= Brief =
Please transcribe the data that follows exactly, from its first line through the line that contains "target | rough stone surface".

··· Excerpted records ···

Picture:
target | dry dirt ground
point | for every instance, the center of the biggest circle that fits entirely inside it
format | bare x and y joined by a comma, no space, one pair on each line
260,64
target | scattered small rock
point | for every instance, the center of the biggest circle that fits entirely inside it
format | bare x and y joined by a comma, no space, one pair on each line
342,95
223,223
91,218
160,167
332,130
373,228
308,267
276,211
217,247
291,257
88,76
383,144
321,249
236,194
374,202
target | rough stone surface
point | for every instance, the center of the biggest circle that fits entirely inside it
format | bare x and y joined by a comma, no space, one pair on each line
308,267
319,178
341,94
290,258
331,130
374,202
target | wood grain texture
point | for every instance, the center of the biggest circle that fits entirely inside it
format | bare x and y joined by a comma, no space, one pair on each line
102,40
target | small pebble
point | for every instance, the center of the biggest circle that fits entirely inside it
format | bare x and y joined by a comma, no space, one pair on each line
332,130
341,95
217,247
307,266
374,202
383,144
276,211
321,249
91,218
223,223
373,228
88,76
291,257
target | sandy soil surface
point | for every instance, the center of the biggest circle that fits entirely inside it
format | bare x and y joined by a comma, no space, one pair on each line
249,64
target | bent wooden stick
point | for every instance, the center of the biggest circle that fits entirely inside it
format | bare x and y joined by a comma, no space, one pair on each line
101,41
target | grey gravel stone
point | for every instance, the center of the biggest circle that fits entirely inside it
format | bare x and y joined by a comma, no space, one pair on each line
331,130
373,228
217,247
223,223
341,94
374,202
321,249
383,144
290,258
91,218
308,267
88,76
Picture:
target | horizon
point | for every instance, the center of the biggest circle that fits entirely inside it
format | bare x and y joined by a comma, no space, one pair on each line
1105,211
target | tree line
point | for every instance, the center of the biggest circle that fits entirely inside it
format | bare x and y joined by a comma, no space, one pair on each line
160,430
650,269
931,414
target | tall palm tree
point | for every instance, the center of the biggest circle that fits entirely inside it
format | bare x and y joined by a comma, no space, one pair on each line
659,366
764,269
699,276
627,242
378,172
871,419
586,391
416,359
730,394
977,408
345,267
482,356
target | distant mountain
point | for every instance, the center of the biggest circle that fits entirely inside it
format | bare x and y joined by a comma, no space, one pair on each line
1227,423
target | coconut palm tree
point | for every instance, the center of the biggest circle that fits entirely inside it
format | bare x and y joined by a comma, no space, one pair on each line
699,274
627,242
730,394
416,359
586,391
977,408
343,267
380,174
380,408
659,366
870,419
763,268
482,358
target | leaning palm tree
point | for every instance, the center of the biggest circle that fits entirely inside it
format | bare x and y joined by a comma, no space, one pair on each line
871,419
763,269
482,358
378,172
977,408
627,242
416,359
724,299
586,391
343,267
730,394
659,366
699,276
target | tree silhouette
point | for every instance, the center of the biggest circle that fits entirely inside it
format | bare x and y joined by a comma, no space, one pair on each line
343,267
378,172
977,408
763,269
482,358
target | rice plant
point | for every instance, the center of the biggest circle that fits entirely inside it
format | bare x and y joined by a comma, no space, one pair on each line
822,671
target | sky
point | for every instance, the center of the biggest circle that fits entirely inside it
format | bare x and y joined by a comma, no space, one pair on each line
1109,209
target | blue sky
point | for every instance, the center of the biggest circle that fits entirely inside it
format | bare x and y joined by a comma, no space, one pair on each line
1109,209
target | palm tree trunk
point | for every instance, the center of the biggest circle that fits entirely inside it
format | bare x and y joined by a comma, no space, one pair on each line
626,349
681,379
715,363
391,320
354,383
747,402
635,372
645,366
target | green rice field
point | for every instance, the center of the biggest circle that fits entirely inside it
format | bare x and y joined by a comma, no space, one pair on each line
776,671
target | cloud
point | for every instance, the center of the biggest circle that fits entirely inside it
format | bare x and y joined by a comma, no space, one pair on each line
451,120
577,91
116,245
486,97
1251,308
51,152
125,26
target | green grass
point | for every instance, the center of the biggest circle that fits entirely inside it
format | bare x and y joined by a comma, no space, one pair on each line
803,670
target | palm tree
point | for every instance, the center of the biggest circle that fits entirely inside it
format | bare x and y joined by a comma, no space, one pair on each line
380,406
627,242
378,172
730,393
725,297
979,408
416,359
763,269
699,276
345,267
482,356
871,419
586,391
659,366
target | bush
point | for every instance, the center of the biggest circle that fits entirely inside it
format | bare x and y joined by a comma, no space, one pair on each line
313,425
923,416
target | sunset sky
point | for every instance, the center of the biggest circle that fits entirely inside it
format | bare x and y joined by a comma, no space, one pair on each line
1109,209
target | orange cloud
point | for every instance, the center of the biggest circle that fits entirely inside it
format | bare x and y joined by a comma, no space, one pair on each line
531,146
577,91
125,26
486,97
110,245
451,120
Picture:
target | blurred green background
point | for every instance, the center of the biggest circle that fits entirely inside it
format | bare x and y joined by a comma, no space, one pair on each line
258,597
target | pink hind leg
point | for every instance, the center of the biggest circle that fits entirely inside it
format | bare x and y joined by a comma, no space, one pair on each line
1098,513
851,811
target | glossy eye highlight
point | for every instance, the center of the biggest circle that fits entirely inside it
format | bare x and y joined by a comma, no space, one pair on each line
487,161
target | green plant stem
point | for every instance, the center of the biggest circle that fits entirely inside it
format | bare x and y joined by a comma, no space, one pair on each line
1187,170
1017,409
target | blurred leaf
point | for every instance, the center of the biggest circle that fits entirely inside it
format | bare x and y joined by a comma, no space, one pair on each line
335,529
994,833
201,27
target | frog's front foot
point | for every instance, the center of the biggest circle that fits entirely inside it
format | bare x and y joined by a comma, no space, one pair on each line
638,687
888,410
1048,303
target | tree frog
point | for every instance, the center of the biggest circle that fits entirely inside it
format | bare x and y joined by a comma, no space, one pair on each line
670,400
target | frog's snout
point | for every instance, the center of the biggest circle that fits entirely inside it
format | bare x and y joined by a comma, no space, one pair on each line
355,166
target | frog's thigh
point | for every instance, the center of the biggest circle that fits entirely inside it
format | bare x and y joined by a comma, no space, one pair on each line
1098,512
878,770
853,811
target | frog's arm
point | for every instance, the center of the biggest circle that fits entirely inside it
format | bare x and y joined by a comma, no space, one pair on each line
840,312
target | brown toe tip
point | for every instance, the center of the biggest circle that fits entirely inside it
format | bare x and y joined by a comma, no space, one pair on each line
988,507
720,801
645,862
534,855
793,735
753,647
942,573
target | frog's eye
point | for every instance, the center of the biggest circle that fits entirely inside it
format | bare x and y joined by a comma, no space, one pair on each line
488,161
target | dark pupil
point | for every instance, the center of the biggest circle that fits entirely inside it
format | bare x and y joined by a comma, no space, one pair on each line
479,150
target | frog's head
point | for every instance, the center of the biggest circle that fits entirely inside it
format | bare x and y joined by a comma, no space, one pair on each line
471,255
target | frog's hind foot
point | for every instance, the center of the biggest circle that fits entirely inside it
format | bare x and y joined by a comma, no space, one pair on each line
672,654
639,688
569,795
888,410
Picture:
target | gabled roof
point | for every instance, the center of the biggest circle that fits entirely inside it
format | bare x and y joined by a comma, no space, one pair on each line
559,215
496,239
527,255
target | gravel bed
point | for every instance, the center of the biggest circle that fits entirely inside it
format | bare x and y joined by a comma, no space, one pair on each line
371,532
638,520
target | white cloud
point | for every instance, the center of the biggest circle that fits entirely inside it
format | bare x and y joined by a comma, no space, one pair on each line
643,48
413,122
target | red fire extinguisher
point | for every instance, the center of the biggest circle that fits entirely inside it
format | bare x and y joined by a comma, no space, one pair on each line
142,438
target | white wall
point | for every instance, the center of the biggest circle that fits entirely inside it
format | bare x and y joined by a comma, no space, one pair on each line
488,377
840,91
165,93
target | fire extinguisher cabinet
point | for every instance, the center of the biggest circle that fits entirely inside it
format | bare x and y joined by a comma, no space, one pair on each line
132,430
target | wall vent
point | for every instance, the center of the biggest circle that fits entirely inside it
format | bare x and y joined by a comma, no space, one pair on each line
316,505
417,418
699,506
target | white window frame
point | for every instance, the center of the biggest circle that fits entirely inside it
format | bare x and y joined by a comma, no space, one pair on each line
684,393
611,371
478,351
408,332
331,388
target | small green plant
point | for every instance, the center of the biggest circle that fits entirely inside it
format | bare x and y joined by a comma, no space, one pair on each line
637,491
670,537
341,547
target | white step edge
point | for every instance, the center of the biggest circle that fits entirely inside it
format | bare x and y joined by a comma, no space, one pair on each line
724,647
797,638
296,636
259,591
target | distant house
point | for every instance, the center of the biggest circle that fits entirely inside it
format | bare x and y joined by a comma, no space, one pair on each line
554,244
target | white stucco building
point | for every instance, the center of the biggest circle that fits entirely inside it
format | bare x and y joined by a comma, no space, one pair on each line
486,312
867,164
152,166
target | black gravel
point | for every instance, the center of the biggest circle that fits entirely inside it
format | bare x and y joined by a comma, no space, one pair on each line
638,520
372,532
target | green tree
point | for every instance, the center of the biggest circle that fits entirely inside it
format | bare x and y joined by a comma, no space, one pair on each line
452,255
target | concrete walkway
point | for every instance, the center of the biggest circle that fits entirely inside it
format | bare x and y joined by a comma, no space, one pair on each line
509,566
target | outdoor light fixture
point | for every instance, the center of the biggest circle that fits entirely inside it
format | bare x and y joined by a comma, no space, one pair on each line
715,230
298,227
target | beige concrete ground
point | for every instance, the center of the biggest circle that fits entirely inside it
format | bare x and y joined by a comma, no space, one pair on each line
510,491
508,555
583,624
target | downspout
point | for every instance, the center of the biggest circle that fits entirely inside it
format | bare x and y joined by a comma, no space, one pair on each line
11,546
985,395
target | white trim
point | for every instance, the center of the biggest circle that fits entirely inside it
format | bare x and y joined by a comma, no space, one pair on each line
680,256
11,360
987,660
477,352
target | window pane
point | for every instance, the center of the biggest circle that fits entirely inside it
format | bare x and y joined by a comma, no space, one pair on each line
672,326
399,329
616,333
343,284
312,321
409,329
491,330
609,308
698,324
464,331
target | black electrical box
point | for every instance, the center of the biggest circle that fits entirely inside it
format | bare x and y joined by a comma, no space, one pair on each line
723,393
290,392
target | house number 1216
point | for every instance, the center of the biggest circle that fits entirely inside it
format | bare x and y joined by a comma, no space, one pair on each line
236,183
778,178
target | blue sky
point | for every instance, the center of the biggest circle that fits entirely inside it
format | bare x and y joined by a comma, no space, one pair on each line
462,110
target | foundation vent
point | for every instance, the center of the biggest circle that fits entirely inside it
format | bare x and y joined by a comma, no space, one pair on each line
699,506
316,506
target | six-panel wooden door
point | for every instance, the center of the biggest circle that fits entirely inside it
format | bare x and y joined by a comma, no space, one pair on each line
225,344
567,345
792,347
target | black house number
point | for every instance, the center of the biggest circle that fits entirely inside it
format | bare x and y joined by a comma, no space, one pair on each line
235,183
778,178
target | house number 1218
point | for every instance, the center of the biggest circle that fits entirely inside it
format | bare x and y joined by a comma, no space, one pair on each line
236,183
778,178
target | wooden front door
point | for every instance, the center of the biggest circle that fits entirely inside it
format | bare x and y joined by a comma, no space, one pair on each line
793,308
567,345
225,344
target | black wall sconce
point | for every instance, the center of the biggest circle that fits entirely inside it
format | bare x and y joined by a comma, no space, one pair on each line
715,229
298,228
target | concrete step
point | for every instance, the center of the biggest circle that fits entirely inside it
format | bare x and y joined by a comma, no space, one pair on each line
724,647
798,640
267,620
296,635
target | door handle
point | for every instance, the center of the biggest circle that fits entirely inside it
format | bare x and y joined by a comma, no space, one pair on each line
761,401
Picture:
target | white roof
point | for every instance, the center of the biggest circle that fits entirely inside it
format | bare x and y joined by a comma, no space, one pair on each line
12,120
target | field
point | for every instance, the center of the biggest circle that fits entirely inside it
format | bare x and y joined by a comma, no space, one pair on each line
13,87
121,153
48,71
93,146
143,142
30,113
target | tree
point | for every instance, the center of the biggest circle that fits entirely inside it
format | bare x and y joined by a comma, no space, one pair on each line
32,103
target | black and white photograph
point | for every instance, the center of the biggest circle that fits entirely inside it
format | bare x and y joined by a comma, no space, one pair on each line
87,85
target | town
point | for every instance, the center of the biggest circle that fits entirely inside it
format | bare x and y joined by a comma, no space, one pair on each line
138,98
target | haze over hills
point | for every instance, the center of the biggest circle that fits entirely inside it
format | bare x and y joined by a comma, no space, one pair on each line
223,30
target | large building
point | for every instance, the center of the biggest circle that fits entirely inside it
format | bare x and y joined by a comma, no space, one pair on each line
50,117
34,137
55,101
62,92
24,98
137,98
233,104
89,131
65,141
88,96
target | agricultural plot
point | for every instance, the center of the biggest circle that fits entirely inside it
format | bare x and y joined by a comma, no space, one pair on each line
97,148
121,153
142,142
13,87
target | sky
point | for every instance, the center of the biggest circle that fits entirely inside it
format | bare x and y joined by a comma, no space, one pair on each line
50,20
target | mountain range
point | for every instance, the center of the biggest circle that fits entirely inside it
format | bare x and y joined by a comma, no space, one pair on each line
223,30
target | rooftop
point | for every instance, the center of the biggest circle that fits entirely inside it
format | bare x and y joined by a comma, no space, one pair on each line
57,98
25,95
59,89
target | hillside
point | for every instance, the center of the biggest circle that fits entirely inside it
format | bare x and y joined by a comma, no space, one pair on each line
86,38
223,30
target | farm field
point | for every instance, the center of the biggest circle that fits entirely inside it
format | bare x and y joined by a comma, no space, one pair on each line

···

= Solution below =
Picture:
target | dry dirt ground
point | for every instance, the center of the biggest circle that fits entirely inside it
format | bare x and y joined by a comma, no space, one pair on each line
260,64
target | scattered small rock
point | for every instance, the center of the biggest circle that fits entirely inside it
format | bare x and y joined by a comma, no space, one pair on each line
342,95
223,223
91,218
160,167
332,130
373,228
308,267
276,211
217,247
291,257
88,76
383,144
321,249
236,194
374,202
target | rough stone surface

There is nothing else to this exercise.